*AUFGABEN ZUM INTERVIEW*
**1.** Fassen Sie den Absatz des Interviews, in dem Christopher Ricke mit „Der deutsche Sparer soll ruhig schlafen“ einsetzt, als knappe Liste seiner wichtigsten Fakten zusammen.
**2.** Beantworten Sie anhand des Interviews folgende Fragen in je einem kurzen Satz:
(a) Welches Amt hat Christine Scheel im Bundestag inne?
(b) Welcher Betrag muss nach der derzeit gültigen EU-Richtlinie auf jedem Sparkonto mindestens geschützt sein?
(c) Welche Bank wurde laut Scheel im letzten Jahr gerettet?
**3.** Schreiben Sie das Interview weiter, und zwar im Anschluss an Rickes letzte Frage nach dem schnellen Handeln der Bundesregierung ohne lange Debatte im Bundestag.

╭─ TEXT

Scheel: Garantieerklärung war psychologisch wichtig
Die stellvertretende Fraktionsvorsitzende von Bündnis 90/Die Grünen im Bundestag, Christine Scheel, hält politische Garantieerklärungen der Regierung für Geldeinlagen angesichts der Bankenkrise für psychologisch wichtig. "Ein Blankoscheck für die Regierung" dürfe daraus jedoch nicht abgeleitet werden. Auch das Parlament müsse einbezogen werden.
Christopher Ricke: Der deutsche Sparer soll ruhig schlafen. Das soll er dürfen, weil die Bundesregierung im Fall der Fälle mit dem Geld der Steuerzahler für das Geld der Sparer bürgen will. Diese politische Bürgschaft hat vor allen Dingen politische Bedeutung. Erst einmal kommt die Einlagensicherung. Die derzeit gültige EU-Richtlinie zur Einlagensicherung sieht vor, dass auf jedem Sparkonto ein Betrag von mindestens 20.000 Euro geschützt sein muss. In Zukunft sollen es sogar 50.000 sein.
Ich spreche jetzt mit der Bündnis-Grünen Finanzpolitikerin Christine Scheel. Guten Morgen, Frau Scheel!
Christine Scheel: Guten Morgen, Herr Ricke.
Ricke: Ein mehrstufiges Sicherungssystem. Die Bürgschaftserklärung der Kanzlerin, des Finanzministers, die Regierungserklärung der Kanzlerin. Eigentlich müsste mich ein wohliges Gefühl der Sicherheit durchströmen. Tut es aber nicht. Warum denn?
Scheel: Das wohlige Gefühl kommt wahrscheinlich nicht auf, weil man weiß, dass insgesamt und zwar weltweit diese Krise noch nicht vorbei ist. Es ist schon richtig, dass zum jetzigen Zeitpunkt eine Pleite einer Bank, die uns ja bevorstand – wir hatten es im letzten Jahr bei der IKB, die gerettet wurde; wir hatten jetzt mit der Hypo Real Estate die Situation -, natürlich das gesamte Bankensystem mit ins Wanken bringt. Dahingehend ist es schon richtig, wenn man sagt, kurzfristig muss gehandelt werden, dann aber merkt, die Leute sind trotzdem sehr verunsichert, und dann eine politische Garantieerklärung oben draufsetzt. Die Garantieerklärung setzt ja im Prinzip erst dann ein – und das wurde ja jetzt gerade bei Ihnen in dem Bericht auch gesagt -, wenn das Einlagensicherungssystem der Banken nicht mehr funktioniert. Erst dann kommt der Staat und das passiert ja nur dann, wenn die gesamten Banken zusammenbrechen.
Ricke: Dann ist es also gut, dass die Bundesregierung schnell gehandelt hat, ohne lange Debatte im Bundestag?

╰─
╭─ GESPEICHERTE DATEN

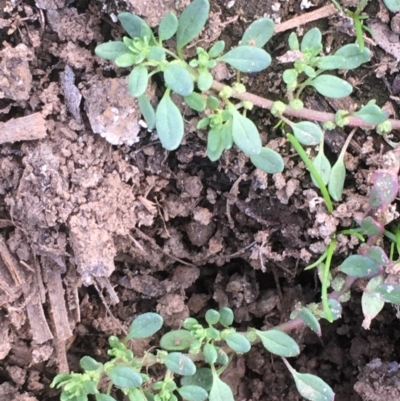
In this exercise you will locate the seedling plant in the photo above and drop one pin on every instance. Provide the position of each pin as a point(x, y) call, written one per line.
point(195, 356)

╰─

*LÖSUNGEN*
**1.**
- Die Bundesregierung will im Notfall mit dem Geld der Steuerzahler für die Spareinlagen bürgen.
- Diese Bürgschaft hat vor allem politische Bedeutung.
- Zuerst greift die Einlagensicherung.
- Nach der geltenden EU-Richtlinie sind auf jedem Sparkonto mindestens 20.000 Euro geschützt.
- Künftig sollen es 50.000 Euro sein.

**2.**
(a) Sie ist stellvertretende Fraktionsvorsitzende von Bündnis 90/Die Grünen im Bundestag.
(b) Es müssen mindestens 20.000 Euro geschützt sein.
(c) Gerettet wurde die IKB.

**3.**
Scheel: Ich würde sagen, es ist unter psychologischen Gesichtspunkten am Wochenende richtig gewesen, eine Beruhigung zu geben, weil doch viele Leute überlegt haben, muss ich jetzt mein Geld von der Bank abheben. Wenn so etwas einsetzt, dann wird es natürlich für das gesamte System noch viel schwieriger und es wird auch für die Wirtschaft ganz schwierig, denn dann funktioniert ja auch der Kreislauf nicht mehr, was die Kreditvergabe für Wirtschaftsinvestitionen anbelangt, weil die brauchen ja im Prinzip eine Reinvestierung, die bei den meisten Banken ja auch durch Einlagen kommt. Dahingehend ist das richtig, aber wir wollen der Bundesregierung natürlich keinen Blankoscheck ausstellen. Wir wollen schon auch mal wissen, wie sie sich das denn vorstellt. Das heißt, wir wollen, dass das Parlament sich damit befasst und sich nicht nur die Bundesregierung in Form von praktisch der Frau Bundeskanzlerin mit unserem Bundesfinanzminister hinstellt und sagt, wir, das Kabinett, haben gesagt und wir beide bürgen dafür. Da muss schon das Parlament auch noch ein Mitspracherecht haben.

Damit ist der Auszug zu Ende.